Stored data entries:
++++++++++

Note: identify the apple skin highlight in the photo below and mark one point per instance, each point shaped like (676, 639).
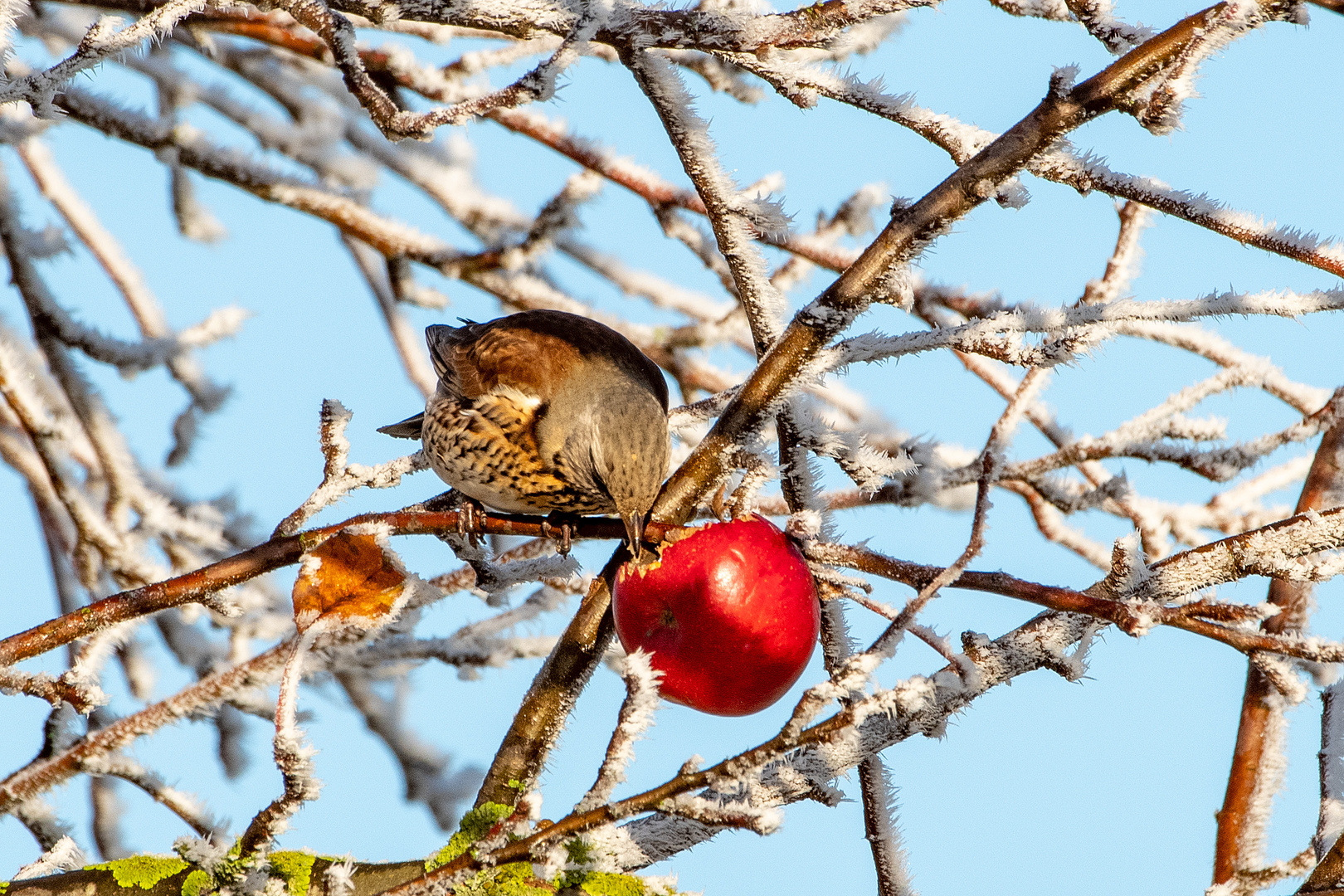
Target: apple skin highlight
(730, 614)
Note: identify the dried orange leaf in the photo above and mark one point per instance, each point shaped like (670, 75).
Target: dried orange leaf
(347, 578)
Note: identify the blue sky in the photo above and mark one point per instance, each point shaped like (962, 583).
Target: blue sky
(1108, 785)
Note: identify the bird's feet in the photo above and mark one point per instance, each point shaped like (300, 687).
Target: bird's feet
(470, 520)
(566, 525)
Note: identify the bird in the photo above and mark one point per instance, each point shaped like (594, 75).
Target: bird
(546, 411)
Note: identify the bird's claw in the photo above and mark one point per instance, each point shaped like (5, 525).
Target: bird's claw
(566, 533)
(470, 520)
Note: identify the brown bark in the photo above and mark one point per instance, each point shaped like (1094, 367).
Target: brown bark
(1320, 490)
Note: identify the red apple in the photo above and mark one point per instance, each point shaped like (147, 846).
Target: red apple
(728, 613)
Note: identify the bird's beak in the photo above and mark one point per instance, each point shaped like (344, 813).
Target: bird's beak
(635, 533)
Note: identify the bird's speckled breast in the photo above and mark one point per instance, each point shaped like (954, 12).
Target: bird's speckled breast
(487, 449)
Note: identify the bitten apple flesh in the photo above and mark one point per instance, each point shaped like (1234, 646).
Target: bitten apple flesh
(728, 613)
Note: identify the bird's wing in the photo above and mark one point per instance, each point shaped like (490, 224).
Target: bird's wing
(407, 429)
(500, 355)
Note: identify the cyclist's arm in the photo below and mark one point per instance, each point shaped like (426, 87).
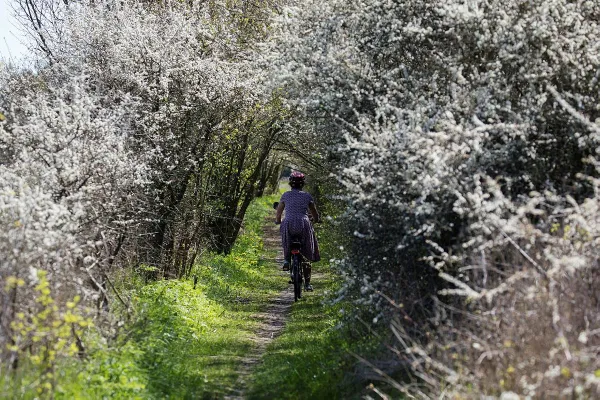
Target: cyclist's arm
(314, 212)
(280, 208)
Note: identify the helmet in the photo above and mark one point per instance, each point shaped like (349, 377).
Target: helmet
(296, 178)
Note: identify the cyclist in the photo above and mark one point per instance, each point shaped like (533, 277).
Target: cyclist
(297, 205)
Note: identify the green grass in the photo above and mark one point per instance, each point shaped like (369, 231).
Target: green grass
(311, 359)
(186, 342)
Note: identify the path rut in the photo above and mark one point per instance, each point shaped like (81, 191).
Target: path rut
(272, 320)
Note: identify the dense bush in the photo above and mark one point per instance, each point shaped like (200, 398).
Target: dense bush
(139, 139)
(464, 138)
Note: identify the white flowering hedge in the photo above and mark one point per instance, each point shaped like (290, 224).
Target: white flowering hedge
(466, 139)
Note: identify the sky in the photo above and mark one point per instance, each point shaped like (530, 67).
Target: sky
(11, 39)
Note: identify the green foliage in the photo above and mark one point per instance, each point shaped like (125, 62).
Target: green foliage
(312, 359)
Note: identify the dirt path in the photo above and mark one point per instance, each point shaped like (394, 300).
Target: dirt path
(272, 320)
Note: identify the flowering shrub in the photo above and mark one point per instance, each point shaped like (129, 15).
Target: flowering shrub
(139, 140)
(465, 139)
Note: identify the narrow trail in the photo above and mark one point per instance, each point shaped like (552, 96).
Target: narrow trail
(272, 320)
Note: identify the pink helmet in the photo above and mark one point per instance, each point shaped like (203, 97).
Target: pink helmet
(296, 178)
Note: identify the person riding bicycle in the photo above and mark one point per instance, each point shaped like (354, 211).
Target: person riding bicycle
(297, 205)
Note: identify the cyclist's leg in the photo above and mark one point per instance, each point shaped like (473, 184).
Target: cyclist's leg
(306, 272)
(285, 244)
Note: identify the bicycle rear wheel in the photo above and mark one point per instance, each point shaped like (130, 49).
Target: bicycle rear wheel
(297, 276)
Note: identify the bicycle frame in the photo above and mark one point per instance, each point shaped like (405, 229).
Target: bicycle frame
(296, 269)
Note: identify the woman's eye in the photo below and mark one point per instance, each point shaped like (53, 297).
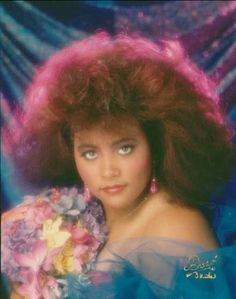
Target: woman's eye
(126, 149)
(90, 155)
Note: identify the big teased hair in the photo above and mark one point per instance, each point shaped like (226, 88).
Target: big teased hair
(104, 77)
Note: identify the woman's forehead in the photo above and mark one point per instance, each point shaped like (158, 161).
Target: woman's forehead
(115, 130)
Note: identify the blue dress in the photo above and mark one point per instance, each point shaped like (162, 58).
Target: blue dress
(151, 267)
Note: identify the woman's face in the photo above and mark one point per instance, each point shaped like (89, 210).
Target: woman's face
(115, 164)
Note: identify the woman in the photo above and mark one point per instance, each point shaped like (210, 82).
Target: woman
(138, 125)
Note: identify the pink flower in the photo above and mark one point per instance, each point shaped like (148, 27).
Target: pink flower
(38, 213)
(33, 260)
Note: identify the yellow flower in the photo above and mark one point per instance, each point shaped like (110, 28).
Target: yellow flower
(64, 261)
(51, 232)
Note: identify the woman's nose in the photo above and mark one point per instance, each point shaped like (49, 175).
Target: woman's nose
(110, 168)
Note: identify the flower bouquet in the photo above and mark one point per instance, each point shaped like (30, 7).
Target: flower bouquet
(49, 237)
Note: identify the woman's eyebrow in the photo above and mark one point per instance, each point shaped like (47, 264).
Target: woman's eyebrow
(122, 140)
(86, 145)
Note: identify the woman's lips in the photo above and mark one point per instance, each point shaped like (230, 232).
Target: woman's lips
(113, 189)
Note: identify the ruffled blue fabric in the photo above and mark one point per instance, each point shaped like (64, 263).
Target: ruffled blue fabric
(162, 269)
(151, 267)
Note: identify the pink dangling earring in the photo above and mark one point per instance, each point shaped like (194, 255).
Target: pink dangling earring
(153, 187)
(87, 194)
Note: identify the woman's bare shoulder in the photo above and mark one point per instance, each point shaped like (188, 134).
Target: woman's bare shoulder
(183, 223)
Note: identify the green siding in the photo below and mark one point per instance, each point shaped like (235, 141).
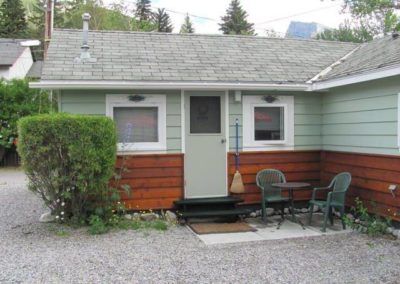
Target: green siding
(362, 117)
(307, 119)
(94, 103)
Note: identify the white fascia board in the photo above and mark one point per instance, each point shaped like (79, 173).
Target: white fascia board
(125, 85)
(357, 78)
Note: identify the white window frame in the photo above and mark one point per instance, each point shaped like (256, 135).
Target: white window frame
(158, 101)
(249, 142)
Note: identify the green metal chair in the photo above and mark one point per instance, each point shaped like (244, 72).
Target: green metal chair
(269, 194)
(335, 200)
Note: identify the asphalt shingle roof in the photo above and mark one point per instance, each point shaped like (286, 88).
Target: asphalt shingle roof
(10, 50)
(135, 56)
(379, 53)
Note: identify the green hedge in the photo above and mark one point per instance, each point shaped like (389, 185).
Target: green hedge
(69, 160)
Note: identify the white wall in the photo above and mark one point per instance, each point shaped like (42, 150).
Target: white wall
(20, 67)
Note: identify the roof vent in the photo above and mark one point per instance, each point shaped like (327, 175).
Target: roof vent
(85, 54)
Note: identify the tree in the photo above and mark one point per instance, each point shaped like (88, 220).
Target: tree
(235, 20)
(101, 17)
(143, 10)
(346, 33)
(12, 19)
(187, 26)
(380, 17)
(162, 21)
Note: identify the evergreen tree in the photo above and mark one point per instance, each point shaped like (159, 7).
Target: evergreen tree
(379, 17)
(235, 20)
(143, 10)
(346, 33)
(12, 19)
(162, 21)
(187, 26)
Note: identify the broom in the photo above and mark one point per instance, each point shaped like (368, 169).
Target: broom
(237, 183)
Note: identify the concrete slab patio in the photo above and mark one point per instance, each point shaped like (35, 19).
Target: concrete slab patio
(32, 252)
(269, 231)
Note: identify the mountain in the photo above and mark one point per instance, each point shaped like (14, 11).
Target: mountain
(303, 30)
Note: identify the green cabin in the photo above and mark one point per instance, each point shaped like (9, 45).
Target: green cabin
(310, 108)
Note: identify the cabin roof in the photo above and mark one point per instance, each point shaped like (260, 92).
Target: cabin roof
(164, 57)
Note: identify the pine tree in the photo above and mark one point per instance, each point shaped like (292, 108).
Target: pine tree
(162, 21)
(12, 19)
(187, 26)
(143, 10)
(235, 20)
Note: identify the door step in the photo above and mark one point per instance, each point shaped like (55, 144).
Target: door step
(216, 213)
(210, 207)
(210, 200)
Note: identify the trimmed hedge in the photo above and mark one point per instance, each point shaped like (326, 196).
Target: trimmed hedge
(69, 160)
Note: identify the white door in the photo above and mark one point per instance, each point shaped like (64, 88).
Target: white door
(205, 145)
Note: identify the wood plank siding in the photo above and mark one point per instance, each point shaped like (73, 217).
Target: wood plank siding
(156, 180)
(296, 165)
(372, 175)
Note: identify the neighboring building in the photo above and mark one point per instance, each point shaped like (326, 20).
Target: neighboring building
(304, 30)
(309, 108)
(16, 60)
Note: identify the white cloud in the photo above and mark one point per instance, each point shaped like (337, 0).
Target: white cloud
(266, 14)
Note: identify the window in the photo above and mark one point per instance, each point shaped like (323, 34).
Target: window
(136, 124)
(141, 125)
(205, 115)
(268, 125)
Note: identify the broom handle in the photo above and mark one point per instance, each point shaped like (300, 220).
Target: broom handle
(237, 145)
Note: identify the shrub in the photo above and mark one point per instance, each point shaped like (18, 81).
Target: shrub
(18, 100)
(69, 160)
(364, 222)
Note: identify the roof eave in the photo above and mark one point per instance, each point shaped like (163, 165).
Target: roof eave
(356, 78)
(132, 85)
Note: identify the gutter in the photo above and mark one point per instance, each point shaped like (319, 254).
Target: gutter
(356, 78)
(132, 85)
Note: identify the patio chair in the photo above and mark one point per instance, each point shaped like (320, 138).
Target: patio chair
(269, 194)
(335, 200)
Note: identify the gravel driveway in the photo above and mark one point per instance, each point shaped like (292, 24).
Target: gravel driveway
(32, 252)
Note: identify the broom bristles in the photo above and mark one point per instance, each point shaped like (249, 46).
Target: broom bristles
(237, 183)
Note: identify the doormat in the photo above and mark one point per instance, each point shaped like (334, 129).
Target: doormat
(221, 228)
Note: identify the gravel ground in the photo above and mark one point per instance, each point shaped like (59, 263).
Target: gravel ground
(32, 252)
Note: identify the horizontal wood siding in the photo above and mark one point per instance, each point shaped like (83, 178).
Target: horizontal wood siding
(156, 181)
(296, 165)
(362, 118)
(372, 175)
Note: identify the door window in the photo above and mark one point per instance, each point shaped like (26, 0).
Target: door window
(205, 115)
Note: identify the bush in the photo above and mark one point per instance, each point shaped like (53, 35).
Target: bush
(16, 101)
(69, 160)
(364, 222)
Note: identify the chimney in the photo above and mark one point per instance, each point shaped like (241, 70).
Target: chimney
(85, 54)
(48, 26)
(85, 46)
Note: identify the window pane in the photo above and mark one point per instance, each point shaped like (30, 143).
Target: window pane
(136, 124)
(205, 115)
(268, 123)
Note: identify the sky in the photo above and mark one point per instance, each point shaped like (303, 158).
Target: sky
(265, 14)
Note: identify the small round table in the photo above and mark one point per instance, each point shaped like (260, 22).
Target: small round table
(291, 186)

++++++++++

■ TO DO ■
Locate the word "below" in the data above. Copy every line carrying it.

■ ANSWER SPACE ■
Note: identify the apple skin highlight in the photo below and mark one point per instance, each point shaped like (676, 639).
Note: identify the cyclist's arm in the photo below and mark one point per instance, each point shaped like (426, 87).
Note: identify the woman's eye in the photo below and mark one point per instance, each point shaped like (53, 297).
Note: identify the green siding in the photo below and mark one point per instance, each point shaped like (235, 141).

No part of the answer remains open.